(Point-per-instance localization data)
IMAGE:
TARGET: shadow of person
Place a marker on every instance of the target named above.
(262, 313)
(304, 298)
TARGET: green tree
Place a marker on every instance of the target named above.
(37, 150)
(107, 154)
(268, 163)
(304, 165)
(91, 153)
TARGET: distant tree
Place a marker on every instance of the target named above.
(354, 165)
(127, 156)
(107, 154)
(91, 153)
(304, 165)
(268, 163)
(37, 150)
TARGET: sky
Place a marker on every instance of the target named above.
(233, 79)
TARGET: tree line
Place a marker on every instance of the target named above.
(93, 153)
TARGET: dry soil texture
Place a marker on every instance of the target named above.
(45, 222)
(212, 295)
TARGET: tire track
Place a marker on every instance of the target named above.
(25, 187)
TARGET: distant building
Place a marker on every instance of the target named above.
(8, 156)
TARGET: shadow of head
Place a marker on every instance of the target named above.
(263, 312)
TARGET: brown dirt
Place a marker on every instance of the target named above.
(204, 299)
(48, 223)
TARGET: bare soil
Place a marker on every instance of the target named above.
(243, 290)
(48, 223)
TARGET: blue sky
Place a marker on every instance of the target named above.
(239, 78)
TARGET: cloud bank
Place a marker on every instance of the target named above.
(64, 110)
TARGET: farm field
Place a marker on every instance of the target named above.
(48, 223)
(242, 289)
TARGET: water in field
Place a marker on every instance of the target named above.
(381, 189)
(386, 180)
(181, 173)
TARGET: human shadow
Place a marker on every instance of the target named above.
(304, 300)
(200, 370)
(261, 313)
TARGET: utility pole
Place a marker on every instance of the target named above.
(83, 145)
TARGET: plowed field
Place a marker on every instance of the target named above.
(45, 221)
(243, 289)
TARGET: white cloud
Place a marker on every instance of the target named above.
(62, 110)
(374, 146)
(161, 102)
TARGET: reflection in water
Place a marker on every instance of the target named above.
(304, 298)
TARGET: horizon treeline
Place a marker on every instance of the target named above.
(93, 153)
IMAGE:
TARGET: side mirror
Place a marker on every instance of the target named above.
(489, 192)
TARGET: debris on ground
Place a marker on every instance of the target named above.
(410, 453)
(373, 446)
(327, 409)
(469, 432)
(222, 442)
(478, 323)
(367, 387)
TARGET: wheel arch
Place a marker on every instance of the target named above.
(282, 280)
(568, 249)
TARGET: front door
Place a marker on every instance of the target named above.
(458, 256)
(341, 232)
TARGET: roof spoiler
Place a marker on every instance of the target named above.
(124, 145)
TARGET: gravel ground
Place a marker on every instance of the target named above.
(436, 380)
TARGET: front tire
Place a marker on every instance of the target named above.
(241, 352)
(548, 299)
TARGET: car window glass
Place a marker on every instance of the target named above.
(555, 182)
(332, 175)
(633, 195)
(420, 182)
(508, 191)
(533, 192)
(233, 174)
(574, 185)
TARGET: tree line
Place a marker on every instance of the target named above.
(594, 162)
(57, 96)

§ Task statement
Repeat the full set of records above character for character.

§ Written solution
IMAGE:
TARGET: shadow of person
Place a marker on every instance of the target named above.
(262, 313)
(304, 298)
TARGET: green tree
Place a marker on every instance of the target named above.
(37, 150)
(107, 154)
(268, 163)
(304, 165)
(91, 153)
TARGET: distant tree
Place a marker on every instance of the target named above.
(354, 165)
(127, 156)
(107, 154)
(91, 153)
(304, 165)
(268, 163)
(37, 150)
TARGET: sky
Place a marker on every instance of the target named above.
(233, 79)
TARGET: tree line
Place a marker on every instance of the target named above.
(93, 153)
TARGET: dry soil texture
Place a marker on every instance of the target named above.
(45, 222)
(212, 295)
TARGET: tire track
Place a marker on every instance of the target named above.
(25, 187)
TARGET: distant building
Place a marker on every instance of the target named above.
(8, 156)
TARGET: shadow of head
Place a marker on every instance of the target named above.
(263, 312)
TARGET: brown dirt
Place a marker on every instance of the target named above.
(204, 299)
(48, 223)
TARGET: bare soil
Place a marker on every instance of the target named above.
(243, 290)
(48, 223)
TARGET: blue sky
Place a marker on every instance of the target named above.
(239, 78)
TARGET: cloud bank
Place a marker on every instance of the target named above.
(64, 110)
TARGET: farm field
Place a marker on every instance of the target named above.
(48, 223)
(242, 289)
TARGET: water in field
Place a marker on every instance of the target named above.
(381, 189)
(386, 180)
(181, 173)
TARGET: human shadow
Place a marker on every instance of the target named above.
(304, 300)
(200, 370)
(261, 313)
TARGET: utility pole
Place a marker on every instance of the target named above.
(83, 145)
TARGET: plowed field
Place a marker on every instance of the target named above.
(45, 221)
(243, 289)
TARGET: white cloud
Place a marker on every instance of the target named above.
(62, 110)
(374, 146)
(161, 102)
TARGET: reflection in water
Place a marker on every instance of the target named above.
(304, 298)
TARGET: horizon treeline
Place a marker on every instance of the target named above.
(93, 153)
IMAGE:
TARGET: side mirror
Place a marker on every instance of the target named above.
(489, 192)
TARGET: debris on ground
Place a marker on every instance of the target named above.
(410, 453)
(373, 446)
(327, 409)
(469, 432)
(222, 442)
(478, 323)
(367, 387)
TARGET: wheel arch
Place a marker on every instance of the target named above.
(282, 280)
(568, 249)
TARGET: front door
Place a marker on every instance of the target named above.
(458, 256)
(341, 232)
TARGET: roof spoiler
Place a marker on every instance of the target named above.
(124, 145)
TARGET: gravel ground
Place a marker on every instance of the target named above.
(436, 380)
TARGET: front tire
Place a marker on every instance of the target named above.
(241, 352)
(548, 299)
TARGET: car window glass
Place a marker on every instance of the target named above.
(555, 182)
(332, 175)
(633, 195)
(420, 182)
(508, 191)
(533, 192)
(233, 174)
(574, 185)
TARGET: tree line
Place a marker on every instance of the target named above.
(594, 162)
(57, 96)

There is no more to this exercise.